1. Lowering risks to business entrepreneurs.

Small business start-ups are the backbone of a growing economy. But small business fail 80% of the time as a general rule. So individuals must be willing to take risks, and fail, in order for that one-in-five success to become a common event. However, individuals become increasingly risk-averse if they fear losing health-coverage, housing, or even going hungry if their business fails. In order to encourage people to release their creative energies and try audacious things, we need to let them know that failure will not be punishingly costly.

2. Treating education as a national investment in growth.

Which economic sectors have experienced the most economic growth over the last 40 years? Advanced technology in pharmaceuticals and medical instruments; electronics hardware and software; the entertainment industry; design and branding. Working in all of these fields–as an entrepreneur or even as a laborer–requires advanced education.

* _DATA EXTRACT_:
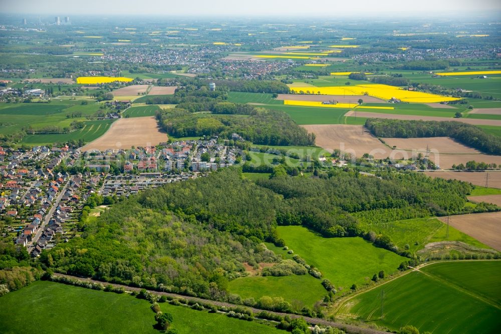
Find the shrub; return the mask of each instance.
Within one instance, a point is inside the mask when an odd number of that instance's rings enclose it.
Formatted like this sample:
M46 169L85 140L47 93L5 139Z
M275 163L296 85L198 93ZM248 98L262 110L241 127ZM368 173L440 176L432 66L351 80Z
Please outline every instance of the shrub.
M203 311L204 307L201 305L198 304L198 303L195 303L195 304L193 305L192 308L196 309L197 311Z
M158 303L153 303L151 304L150 307L151 307L151 309L152 309L153 312L155 313L158 313L161 310L160 309L160 306L158 305Z

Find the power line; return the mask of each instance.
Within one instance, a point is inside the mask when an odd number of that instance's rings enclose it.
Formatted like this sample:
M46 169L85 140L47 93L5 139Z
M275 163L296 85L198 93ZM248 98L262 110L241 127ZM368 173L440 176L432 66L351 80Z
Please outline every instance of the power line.
M449 221L450 220L450 217L449 216L447 216L447 230L445 231L445 238L449 238Z
M384 317L384 289L381 290L381 318Z

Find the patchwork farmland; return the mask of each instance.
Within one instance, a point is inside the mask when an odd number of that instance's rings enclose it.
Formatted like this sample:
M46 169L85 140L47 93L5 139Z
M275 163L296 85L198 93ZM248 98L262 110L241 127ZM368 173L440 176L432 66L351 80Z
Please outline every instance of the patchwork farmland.
M130 148L133 146L156 145L167 140L167 135L160 130L154 117L122 118L104 135L85 145L81 150Z

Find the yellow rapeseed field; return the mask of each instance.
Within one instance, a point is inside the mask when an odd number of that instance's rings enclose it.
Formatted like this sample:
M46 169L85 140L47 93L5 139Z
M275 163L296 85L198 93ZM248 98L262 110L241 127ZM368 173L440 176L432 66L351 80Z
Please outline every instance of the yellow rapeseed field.
M449 96L442 96L434 94L408 91L398 87L382 84L355 85L349 86L334 87L295 87L291 89L293 93L303 91L308 93L329 95L368 95L383 100L392 98L407 102L433 103L443 101L456 101L461 99Z
M278 55L258 55L254 56L259 58L287 58L288 59L320 59L318 57L304 56L279 56Z
M132 81L133 79L126 78L125 77L120 77L115 78L114 77L79 77L77 78L77 83L85 84L95 84L101 83L108 83L109 82L114 82L115 81L122 81L123 82L129 82Z
M485 74L501 74L501 71L474 71L472 72L448 72L435 73L437 75L484 75Z
M361 106L357 103L336 103L336 104L324 104L321 102L315 101L296 101L295 100L284 100L284 104L289 105L299 105L307 107L321 107L323 108L344 108L346 109L358 108L362 109L379 109L392 110L394 107L372 107L370 106Z

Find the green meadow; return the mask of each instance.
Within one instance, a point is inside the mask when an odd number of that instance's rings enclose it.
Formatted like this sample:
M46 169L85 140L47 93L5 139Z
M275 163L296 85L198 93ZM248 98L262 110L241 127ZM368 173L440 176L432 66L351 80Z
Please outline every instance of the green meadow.
M83 128L69 133L48 134L28 134L20 142L29 145L49 144L52 143L63 143L69 140L83 140L89 142L104 134L116 120L87 121Z
M125 118L151 116L160 111L160 107L155 105L132 106L123 112L122 116Z
M37 281L0 298L0 331L5 334L151 333L151 304L128 294L97 291L59 283ZM182 334L281 332L269 324L160 303L172 314L171 326Z
M406 258L375 247L362 238L324 238L302 226L279 226L277 229L289 249L318 268L336 287L362 285L380 270L387 274L396 272ZM274 250L287 254L287 251Z
M305 288L307 286L308 288ZM252 297L257 300L263 296L282 297L293 304L299 302L310 307L327 293L321 281L308 274L240 277L231 281L228 289L242 299Z
M393 330L411 324L421 332L498 332L501 262L438 263L421 271L360 293L337 315Z

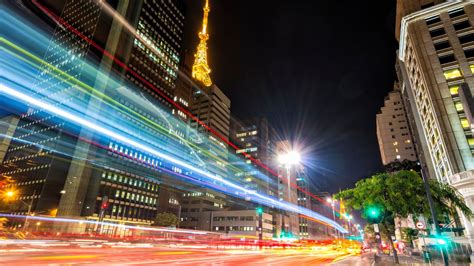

* _WHAT THIS EXERCISE ASKS_:
(a) Name the economic sectors that the passage on economic growth says have grown the most over the last 40 years.
(b) Go on with the passage on economic growth, starting right after its last sentence.
The listing was drawn from a separate source.

* _ANSWER SET_:
(a)
- Advanced technology in pharmaceuticals and medical instruments
- Electronics hardware and software
- The entertainment industry
- Design and branding

(b)
We can bring clothing and manufacturing back to the U.S. through protectionist tariffs, but those are not growth industries and the pay in both sectors flattened out decades ago. Even East Asian countries are now being priced out of manufacturing by even poorer South and Southeast Asian countries. So, yes, we can implement a National Charity Act of protectionist tariffs to make Bangladeshi shirts more expensive than shirts sewn in Tennessee. Or we can invest in the citizens in Tennessee to innovate the next valuable economic innovation.

3. We need to take care of those who take care of us.

America needs a high-tech, innovation-driven economy, but it also needs to take care of the people who care for us by picking up the trash, teaching our children, caring for our elderly. These service-sector jobs are respectable and absolutely necessary, but do not pay well. So we need to guarantee housing, health care, and food to all of the people who care for us. Cities in the U.S. are not functioning well at the moment because high-salary people have moved back into the centers and service workers now have to pay the highest price in both fuel and time to get to the places where they can earn a living. If the right-to-housing becomes a civil right in every jurisdiction in the America, cities will be compelled to make housing available where the jobs are.

4. What about the ‘undeserving poor?’

First, set the policies that will maximize long term economic growth for the whole country, before seeking out policies to punish the people you think are ‘undeserving.’ When I think of ‘undeserving,’ I think about the billionaire who would get free healthcare through this Amendment. Can we afford it? Yes. In fact, I am not sure that we can afford not to implement these rights.

5. These are positive rights. The Constitution only has negative rights.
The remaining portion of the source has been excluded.